_Excerpt_
As Simone de Beauvoir said, “The oppressor would not be so strong if he did not have accomplices among the oppressed.”
This isn’t just about Iran or Pakistan anymore. This is part of a deeper game—one that involves Tel Aviv, Delhi, and London boardrooms, not the dusty streets of Turbat. The Baloch struggle is being hijacked, twisted into something it was never meant to be: a tool in someone else’s war.
The Free Balochistan Movement, under Marri, has been drifting for years. From a voice for the voiceless to a pawn for foreign interests, his open embrace of Israel, at a time when Muslims worldwide are mourning the massacre in Gaza, is not resistance. It’s betrayal. It’s clear now: when hatred blinds you, you can’t even see the suffering of innocent people. You lose all sense of who the real enemy is.
Not all Baloch leaders are on the same page, and that matters. Akhtar Mengal hasn’t cheered for foreign bombs. The Baloch Yakjehti Committee (BYC) hasn’t issued statements applauding Israel. In fact, their silence is telling, they know this is dangerous ground. They know you can’t burn one village to get attention for another. They may have differences with the state, but they haven’t lost their sense of humanity. It’s easy to take a side when you’re thousands of miles away in London, shaking hands in foreign offices, disconnected from the real cost of war. The real Baloch, the ones burying their missing sons, the ones dodging bullets, the ones still holding on to hope, they didn’t ask for this. They didn’t permit him to speak for them.

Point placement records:
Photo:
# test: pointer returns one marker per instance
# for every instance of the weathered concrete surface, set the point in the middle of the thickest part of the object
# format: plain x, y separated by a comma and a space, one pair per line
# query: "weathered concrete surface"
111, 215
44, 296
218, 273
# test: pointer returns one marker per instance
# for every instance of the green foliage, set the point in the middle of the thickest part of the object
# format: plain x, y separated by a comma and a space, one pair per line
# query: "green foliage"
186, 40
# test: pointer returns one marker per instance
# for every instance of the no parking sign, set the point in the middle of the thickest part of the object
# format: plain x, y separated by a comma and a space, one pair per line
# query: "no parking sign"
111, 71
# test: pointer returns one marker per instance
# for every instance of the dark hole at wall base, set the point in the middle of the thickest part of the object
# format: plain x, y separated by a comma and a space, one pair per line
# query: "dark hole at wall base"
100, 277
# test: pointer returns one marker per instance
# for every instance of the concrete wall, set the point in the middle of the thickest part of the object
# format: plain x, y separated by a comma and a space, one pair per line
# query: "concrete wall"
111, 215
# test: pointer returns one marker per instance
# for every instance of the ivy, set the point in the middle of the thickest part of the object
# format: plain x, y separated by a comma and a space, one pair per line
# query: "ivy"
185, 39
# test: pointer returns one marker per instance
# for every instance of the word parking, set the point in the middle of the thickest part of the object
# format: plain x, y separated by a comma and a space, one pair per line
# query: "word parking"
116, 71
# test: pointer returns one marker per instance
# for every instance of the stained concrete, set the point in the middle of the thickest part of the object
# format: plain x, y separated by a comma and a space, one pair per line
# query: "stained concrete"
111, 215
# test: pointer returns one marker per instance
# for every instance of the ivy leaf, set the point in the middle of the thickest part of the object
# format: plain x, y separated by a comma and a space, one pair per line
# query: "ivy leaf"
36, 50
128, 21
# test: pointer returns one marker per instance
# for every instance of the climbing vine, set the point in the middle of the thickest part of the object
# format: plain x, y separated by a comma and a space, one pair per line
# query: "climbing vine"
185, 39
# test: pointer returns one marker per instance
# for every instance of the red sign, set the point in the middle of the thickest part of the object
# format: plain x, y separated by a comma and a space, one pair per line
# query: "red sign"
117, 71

_Directives_
A – Name every person mentioned in the Baloch struggle excerpt.
B – Reproduce the passage of the Baloch struggle excerpt from "As Simone de" up to and including "real enemy is.".

_Answers below_
A –
Simone de Beauvoir
Marri
Akhtar Mengal

B –
As Simone de Beauvoir said, “The oppressor would not be so strong if he did not have accomplices among the oppressed.”
This isn’t just about Iran or Pakistan anymore. This is part of a deeper game—one that involves Tel Aviv, Delhi, and London boardrooms, not the dusty streets of Turbat. The Baloch struggle is being hijacked, twisted into something it was never meant to be: a tool in someone else’s war.
The Free Balochistan Movement, under Marri, has been drifting for years. From a voice for the voiceless to a pawn for foreign interests, his open embrace of Israel, at a time when Muslims worldwide are mourning the massacre in Gaza, is not resistance. It’s betrayal. It’s clear now: when hatred blinds you, you can’t even see the suffering of innocent people. You lose all sense of who the real enemy is.